◆ **Work required**: A verbatim copy of the data is wanted, minus any picture in it.

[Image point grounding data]
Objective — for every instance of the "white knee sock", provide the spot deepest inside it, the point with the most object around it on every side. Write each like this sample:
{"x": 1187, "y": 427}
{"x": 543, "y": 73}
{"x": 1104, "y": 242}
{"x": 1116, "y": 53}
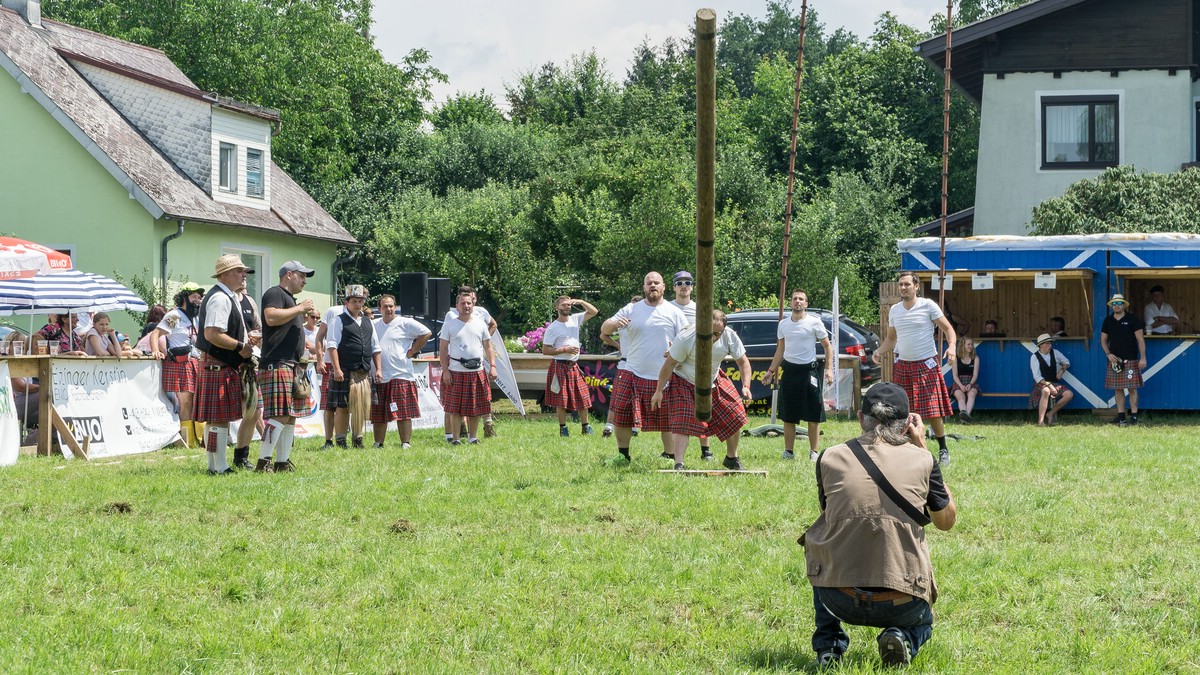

◆ **Answer**:
Objective — for every instance of the "white knee sock", provide the spot deepest inside it, the point with the most object around it on every side. Write each like this sample:
{"x": 1187, "y": 427}
{"x": 543, "y": 73}
{"x": 1104, "y": 242}
{"x": 1116, "y": 53}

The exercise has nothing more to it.